**GIVEN PASSAGE**
□ □ □ □

A parser, of course, has no eyes. 
Nor common sense. 
So we'll need to use some explicit instructions.
What about the following?

0. Keep in mind that not all chars are valid for an email.
1. The first email-valid chars constitute the `user` field. It should contain at least one char.
2. We continue, and we expect to find an "@" here. We ignore it, and continue. The next email-valid chars after the "@" correspond to the `server` field. It should contain at least one char.
3. We continue, and we expect to find a "." here. We ignore it, and continue. The next email-valid chars after the "." correspond to the `country` field. It should contain at least one char. 

In the example below, you can see the implementation of this algorithm.


In [3]:
# First, we define what charachters are acceptable on an email (email-valid chars)
email_char = choice(ascii_alpha_num, ascii_underscore)

# We abstract the information contained in an email as:
# [user]@[server].[country]
email = named_sequence( # Our expected result will be (user, server, country)
        user=some_char(email_char), # Step 1
        server=sequence(text_literal("@"), flush(), some_char(email_char)), # Step 2
        country=sequence(text_literal("."), flush(), some_char(email_char)) # Step 3
)

Let's apply to a made-up email address and see if it works:

In [4]:
parsed = parse_bytes(email, b'pab@rod.es')

print(parsed)

{'user': b'pab', 'server': b'rod', 'country': b'es'}


Notice that we used the `parse_bytes` method to actually apply the parser.
We'll use this method very often, so it is good to stop for a moment and reflect about its structure.
Typically, `parse_bytes` will take two arguments as an input:

1. A parser, indicating the kind of data we expect.
2. The data itself.

The output will be the parsed data.

In [5]:
from byteparsing.parsers import sep_by

In [15]:
email_component = sep_by(some_char(email_char, lambda b: b.decode()), text_literal("."))
parse_bytes(email_component,
            b"pablo.rodriguez.sanchez")

['pablo', 'rodriguez', 'sanchez']

In [28]:
from dataclasses import dataclass

@dataclass
class Email:
    user: List[str]
    host: List[str]
        
    @property
    def country(self):
        return self.host[-1]

    def __str__(self):
        return ".".join(self.user) + "@" + ".".join(self.host)

better_email = named_sequence(
    user=email_component,
    _1=text_literal("@"),
    host=email_component) >> construct(Email)

my_email = parse_bytes(better_email,
            b"pablo.rodriguez.sanchez@esciencecenter.edu.nl")

In [29]:
my_email.country

'nl'

In [30]:
str(my_email)

'pablo.rodriguez.sanchez@esciencecenter.edu.nl'

In [31]:
eol = choice(text_literal("\n"), text_literal("\n\r"))

# emails are separated by newline
list_of_emails = sep_by(better_email, eol)

# all emails end with newline
list_of_emails2 = some(sequence(better_email, eol))

□ □ □ □

**SET TASKS**
1/ Give every distinct string that the email parsing tutorial's code passes to `text_literal`.
2/ Answer these from the email parsing tutorial.
(a) What two inputs does `parse_bytes` typically take?
(b) What value does `my_email.country` return?
(c) Which two character sets does `email_char` choose between?
The lines after this come from a different source than the email parsing tutorial.

**DATASET EXTRACT**
□ □ □ □

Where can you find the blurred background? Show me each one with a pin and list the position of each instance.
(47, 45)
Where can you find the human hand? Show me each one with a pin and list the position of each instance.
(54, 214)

□ □ □ □

**IN RESPONSE**
1/
"@"
"."
"\n"
"\n\r"

2/
(a) A parser indicating the kind of data expected, and the data itself.
(b) 'nl'
(c) `ascii_alpha_num` and `ascii_underscore`.